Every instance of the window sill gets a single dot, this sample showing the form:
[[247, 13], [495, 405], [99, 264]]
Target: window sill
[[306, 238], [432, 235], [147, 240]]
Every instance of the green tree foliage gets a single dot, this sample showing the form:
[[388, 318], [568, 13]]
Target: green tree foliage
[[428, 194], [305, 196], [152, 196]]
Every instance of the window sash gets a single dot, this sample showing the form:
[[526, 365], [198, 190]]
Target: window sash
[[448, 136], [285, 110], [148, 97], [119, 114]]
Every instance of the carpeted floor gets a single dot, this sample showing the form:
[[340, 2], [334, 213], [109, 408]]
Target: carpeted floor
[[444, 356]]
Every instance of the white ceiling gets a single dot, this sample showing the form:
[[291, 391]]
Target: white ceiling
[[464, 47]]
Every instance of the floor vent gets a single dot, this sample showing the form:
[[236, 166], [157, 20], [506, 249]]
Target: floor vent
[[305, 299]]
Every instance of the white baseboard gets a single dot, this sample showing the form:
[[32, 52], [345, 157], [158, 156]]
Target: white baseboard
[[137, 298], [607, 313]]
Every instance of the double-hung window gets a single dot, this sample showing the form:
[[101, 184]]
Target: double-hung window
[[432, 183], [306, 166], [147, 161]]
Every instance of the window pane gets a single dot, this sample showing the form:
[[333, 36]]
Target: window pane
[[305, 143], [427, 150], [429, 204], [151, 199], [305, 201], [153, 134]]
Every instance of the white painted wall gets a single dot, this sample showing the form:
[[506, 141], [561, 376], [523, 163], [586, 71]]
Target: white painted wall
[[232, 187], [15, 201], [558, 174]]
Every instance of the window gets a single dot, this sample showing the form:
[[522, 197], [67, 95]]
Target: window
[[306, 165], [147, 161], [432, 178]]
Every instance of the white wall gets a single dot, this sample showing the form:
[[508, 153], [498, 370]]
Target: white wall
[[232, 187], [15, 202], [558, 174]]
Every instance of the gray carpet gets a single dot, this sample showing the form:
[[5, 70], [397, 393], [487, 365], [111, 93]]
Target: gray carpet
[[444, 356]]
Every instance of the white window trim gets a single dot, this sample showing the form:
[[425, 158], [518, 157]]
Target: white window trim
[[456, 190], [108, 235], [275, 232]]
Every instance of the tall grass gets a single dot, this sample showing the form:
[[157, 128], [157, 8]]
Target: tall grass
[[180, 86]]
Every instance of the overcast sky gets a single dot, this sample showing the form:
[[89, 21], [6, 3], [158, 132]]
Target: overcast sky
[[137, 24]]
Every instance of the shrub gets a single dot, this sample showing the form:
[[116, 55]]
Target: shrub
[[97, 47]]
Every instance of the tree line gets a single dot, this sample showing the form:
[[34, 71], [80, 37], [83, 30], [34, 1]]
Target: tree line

++++

Instructions to follow: Reproduce all of the entries above word for word, keeping every line in its original order.

Exercise output:
Every instance of the window sill gets a single dot, this sample showing the form:
[[247, 13], [495, 405], [99, 264]]
Target: window sill
[[306, 238], [432, 235], [147, 240]]
Every instance of the green tree foliage gets a single dot, this sample showing the form:
[[388, 318], [568, 13]]
Target: green tree foliage
[[428, 194], [305, 196], [152, 196]]
Every instance of the window sash gets a single dot, this sample showing the form:
[[526, 365], [198, 190]]
Target: window sash
[[448, 136], [285, 110], [148, 97], [119, 114]]
Every instance of the carpeted floor gets a single dot, this sample showing the form:
[[340, 2], [334, 213], [109, 408]]
Target: carpeted floor
[[444, 356]]
Every instance of the white ceiling gets a single dot, this sample showing the form:
[[291, 391]]
Target: white ceiling
[[464, 47]]
Every instance of the floor vent gets a single dot, this sample showing the form:
[[236, 166], [157, 20], [506, 249]]
Target: floor vent
[[305, 299]]
Every instance of the white baseboard gets a single dot, this sample showing the form:
[[32, 52], [345, 157], [158, 156]]
Target: white baseboard
[[137, 298], [607, 313]]
Every instance of the double-hung window gets a single dot, this sample showing the form:
[[101, 184]]
Target: double-hung window
[[432, 183], [306, 166], [147, 161]]
Every instance of the window pane gets a single dot, this sample showing the form:
[[333, 36]]
Target: window pane
[[305, 143], [427, 150], [429, 204], [151, 199], [305, 201], [153, 134]]
Every instance of the white painted wall gets a single dot, this sample showing the form:
[[506, 141], [561, 376], [523, 163], [586, 71]]
Target: white painted wall
[[232, 187], [15, 201], [558, 174]]
Every instance of the window gets a single dot, this sample showing the form:
[[522, 197], [67, 95]]
Target: window
[[306, 165], [147, 161], [432, 178]]
Every instance of the white wall gets a single dot, this sample showing the form:
[[508, 153], [498, 370]]
Target: white wall
[[232, 187], [15, 202], [558, 174]]
Every instance of the gray carpet gets a single dot, this sample showing the form:
[[5, 70], [397, 393], [487, 365], [111, 93]]
Target: gray carpet
[[444, 356]]
Every instance of the white window trim gets a single dot, this sample showing the form:
[[425, 158], [518, 157]]
Target: white window trim
[[456, 190], [108, 235], [275, 232]]
Every instance of the tall grass gets a single dot, this sample showing the form:
[[157, 128], [157, 8]]
Target: tall grass
[[180, 86]]
Every instance of the overcast sky gets a single dot, this sample showing the form:
[[89, 21], [6, 3], [158, 132]]
Target: overcast sky
[[137, 24]]
Every instance of the shrub gets a single dot, this sample showing the form:
[[116, 55]]
Target: shrub
[[97, 47]]
Every instance of the tree line gets a single dot, this sample showing the form:
[[34, 71], [80, 37], [83, 30], [34, 1]]
Target: tree line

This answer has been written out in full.